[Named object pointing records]
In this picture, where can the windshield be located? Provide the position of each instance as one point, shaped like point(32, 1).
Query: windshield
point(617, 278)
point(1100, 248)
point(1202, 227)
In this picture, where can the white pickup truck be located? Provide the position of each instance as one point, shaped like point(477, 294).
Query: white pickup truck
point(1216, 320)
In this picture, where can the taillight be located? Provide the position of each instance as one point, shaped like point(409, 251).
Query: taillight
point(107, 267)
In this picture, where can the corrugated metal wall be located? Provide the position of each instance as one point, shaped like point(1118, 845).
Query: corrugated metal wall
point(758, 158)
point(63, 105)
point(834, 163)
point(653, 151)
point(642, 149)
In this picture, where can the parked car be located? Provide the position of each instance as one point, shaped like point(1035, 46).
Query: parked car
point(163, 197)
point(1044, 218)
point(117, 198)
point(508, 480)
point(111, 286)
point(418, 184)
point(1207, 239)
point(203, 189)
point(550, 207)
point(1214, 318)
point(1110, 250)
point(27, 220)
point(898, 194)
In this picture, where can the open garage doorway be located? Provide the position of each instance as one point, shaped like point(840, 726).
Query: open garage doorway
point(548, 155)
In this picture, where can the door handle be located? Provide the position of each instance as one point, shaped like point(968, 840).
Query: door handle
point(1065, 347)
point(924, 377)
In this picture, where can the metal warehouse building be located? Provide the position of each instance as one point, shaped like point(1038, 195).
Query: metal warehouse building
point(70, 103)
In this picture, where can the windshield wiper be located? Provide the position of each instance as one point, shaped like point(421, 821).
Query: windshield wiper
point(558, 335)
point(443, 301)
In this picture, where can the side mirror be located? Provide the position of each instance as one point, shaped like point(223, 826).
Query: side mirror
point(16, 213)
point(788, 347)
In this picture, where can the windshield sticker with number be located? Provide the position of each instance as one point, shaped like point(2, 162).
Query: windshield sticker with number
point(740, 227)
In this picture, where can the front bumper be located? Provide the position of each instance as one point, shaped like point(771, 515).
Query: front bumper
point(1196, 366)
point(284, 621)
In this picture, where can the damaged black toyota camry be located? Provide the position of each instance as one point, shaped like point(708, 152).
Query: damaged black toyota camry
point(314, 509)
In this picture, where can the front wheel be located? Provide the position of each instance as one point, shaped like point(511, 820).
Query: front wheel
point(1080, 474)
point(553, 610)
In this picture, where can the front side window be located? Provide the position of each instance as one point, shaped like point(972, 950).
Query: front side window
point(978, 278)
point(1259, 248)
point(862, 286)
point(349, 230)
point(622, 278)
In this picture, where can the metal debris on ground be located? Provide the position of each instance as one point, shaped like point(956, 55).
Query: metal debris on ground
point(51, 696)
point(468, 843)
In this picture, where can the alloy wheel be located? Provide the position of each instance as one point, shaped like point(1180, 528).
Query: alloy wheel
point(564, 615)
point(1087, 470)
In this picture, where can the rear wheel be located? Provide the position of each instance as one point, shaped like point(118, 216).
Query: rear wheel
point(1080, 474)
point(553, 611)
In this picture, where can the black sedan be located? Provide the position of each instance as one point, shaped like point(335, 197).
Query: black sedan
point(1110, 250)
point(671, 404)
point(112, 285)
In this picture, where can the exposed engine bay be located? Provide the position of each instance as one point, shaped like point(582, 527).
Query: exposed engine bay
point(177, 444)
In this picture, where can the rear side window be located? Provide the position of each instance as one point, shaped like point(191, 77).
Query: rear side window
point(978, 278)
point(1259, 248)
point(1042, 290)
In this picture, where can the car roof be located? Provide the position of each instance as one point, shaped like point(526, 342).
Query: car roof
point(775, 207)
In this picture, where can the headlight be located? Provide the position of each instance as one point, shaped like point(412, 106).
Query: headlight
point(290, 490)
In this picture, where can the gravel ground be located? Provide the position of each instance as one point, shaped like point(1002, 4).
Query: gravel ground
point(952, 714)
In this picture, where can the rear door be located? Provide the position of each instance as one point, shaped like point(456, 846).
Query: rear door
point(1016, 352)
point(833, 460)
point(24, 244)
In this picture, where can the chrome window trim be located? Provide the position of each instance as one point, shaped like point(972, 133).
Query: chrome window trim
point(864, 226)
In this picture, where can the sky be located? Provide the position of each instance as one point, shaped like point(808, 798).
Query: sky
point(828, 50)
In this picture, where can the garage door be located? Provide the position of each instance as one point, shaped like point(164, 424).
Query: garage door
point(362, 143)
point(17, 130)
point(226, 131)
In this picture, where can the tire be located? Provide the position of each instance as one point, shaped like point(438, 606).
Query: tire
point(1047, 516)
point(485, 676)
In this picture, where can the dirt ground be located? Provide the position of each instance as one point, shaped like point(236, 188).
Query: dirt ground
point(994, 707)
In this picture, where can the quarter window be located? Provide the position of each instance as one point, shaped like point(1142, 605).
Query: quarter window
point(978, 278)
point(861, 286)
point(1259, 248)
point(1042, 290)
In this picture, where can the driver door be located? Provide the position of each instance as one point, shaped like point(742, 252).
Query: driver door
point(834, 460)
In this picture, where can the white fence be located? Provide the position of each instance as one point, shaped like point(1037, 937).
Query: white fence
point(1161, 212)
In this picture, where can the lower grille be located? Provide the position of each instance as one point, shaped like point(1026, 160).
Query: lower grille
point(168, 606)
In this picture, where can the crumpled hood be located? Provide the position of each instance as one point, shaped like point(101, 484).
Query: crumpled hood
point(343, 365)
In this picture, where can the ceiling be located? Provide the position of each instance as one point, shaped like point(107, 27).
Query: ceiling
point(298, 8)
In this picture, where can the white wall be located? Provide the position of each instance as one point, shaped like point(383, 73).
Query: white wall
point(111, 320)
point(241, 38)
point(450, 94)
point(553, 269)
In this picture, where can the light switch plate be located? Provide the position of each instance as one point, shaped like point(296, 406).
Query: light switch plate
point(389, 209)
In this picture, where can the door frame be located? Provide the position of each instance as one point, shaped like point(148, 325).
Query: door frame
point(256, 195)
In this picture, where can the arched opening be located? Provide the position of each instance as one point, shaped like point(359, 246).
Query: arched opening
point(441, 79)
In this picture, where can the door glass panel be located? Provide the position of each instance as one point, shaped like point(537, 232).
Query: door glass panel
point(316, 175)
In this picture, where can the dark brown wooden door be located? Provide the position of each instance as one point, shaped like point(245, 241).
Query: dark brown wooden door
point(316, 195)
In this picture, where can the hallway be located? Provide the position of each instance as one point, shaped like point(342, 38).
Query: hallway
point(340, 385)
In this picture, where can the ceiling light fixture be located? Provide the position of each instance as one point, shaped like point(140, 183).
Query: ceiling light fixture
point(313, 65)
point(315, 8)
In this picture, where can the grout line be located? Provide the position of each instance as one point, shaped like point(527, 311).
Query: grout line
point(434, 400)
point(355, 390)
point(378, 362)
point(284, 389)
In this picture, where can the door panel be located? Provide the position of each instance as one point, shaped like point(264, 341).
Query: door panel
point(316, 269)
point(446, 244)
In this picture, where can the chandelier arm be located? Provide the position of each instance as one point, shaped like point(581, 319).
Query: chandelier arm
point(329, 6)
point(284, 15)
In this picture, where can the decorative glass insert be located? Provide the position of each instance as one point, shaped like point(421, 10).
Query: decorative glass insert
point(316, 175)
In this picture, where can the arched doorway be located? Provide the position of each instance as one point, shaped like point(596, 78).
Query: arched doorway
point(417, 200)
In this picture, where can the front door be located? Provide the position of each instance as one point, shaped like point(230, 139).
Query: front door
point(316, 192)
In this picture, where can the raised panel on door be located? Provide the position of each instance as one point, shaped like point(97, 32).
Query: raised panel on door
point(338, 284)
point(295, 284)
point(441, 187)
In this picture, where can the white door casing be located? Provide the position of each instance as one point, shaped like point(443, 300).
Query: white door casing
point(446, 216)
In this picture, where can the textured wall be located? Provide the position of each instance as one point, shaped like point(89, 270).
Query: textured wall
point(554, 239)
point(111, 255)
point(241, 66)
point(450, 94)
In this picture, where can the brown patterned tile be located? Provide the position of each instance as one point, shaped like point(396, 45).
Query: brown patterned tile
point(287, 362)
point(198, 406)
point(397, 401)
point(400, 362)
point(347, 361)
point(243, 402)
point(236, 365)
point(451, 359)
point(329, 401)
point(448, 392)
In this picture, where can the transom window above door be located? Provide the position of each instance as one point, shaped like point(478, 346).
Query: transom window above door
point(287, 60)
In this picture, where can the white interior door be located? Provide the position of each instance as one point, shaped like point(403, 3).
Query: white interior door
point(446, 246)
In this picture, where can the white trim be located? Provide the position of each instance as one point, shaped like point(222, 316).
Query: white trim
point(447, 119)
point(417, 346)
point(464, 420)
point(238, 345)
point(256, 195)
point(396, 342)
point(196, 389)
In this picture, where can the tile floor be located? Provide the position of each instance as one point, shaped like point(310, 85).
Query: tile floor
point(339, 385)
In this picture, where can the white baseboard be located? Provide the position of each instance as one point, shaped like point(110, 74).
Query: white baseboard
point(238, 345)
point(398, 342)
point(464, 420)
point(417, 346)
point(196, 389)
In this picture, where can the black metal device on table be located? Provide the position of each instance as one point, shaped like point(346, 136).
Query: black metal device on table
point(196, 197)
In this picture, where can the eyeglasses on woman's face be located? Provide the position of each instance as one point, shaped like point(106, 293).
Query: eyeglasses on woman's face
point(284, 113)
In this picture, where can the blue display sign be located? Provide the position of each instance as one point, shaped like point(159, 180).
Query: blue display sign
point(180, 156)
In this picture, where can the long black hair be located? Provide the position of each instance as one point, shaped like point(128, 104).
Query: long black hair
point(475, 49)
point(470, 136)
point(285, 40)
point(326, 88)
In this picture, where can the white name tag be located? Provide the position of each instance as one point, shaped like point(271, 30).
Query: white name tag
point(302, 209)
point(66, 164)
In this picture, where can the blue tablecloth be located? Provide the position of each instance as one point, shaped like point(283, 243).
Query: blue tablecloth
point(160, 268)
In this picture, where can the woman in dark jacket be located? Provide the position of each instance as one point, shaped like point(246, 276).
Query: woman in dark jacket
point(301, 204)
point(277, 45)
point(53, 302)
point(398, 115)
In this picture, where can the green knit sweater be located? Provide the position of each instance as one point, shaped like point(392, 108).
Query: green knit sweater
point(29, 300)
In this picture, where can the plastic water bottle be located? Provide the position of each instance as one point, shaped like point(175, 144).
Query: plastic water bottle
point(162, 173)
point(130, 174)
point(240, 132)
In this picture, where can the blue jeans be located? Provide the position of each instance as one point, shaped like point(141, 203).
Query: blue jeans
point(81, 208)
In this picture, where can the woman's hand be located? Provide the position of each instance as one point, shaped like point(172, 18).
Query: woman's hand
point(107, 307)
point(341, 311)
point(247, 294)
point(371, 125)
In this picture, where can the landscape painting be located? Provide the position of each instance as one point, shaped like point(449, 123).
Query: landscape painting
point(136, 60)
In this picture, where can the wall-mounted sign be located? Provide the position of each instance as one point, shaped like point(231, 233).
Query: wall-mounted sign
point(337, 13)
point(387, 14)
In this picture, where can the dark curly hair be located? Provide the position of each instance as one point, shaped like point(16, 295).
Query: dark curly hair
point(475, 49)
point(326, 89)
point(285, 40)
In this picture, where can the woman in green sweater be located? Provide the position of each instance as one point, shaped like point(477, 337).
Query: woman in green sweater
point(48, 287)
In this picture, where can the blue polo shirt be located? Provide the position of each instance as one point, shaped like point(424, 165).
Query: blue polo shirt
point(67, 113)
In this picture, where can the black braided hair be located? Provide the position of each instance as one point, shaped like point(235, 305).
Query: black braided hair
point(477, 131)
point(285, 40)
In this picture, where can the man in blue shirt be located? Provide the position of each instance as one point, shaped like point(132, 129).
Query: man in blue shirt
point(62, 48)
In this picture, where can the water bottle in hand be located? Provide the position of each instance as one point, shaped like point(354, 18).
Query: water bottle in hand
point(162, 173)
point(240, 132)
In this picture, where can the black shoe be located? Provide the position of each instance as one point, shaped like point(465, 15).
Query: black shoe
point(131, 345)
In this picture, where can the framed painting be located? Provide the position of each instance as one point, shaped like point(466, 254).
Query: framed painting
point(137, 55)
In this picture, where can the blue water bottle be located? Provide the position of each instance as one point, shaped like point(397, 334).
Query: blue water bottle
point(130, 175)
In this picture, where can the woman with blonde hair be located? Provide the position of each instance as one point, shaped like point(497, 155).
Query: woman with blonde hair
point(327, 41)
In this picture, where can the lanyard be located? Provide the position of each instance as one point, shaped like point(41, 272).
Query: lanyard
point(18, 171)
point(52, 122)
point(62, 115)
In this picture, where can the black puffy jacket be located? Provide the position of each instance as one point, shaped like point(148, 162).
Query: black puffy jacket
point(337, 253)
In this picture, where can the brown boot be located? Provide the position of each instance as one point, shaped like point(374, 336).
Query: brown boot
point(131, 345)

What is needed: Copy out the stretch from the line containing "In this picture, where can the front side" through the line containing "point(952, 714)", swapping "black sedan" for "dark sedan" and leaving everything else unchanged.

Full solution:
In this picture, where can the front side window be located? Provide the position of each instance as one point, shaped like point(972, 950).
Query: front side window
point(978, 278)
point(1259, 248)
point(862, 286)
point(349, 230)
point(622, 278)
In this picture, where can the metal debris on ground be located? Provide the position of each instance as one point, shaped like point(956, 55).
Query: metal debris on ground
point(51, 696)
point(468, 843)
In this picture, where can the alloy wheel be located? Provide the position of each instance as one point, shaped like point(1180, 528).
Query: alloy wheel
point(564, 615)
point(1087, 470)
In this picture, where can the rear wheel be located? Provide the position of each instance as one point, shaped like point(118, 216).
Query: rear wheel
point(1080, 474)
point(553, 611)
In this picture, where can the dark sedan be located? Provide the position of each instance as one point, shaped like point(335, 197).
Query: dark sedan
point(1110, 250)
point(671, 404)
point(112, 285)
In this picture, where can the exposed engine bay be located? Provide the position of each instance as one point, shaped like point(582, 527).
Query: exposed engine bay
point(177, 444)
In this picture, where can the rear side window be located? Provide the position of each instance as one point, shaped like point(191, 77).
Query: rear side window
point(978, 278)
point(1259, 248)
point(1042, 290)
In this picture, where can the car roof be located? Provide the position of each instance as one point, shaped like point(526, 342).
Query: car roof
point(775, 207)
In this picture, where can the headlight be located? Provide the position of each instance as one point, shaped like point(412, 106).
Query: headlight
point(290, 490)
In this picture, where can the gravel ground be located? Provide the position of each instance as one point, shaped like point(1002, 4).
Query: gravel ground
point(952, 714)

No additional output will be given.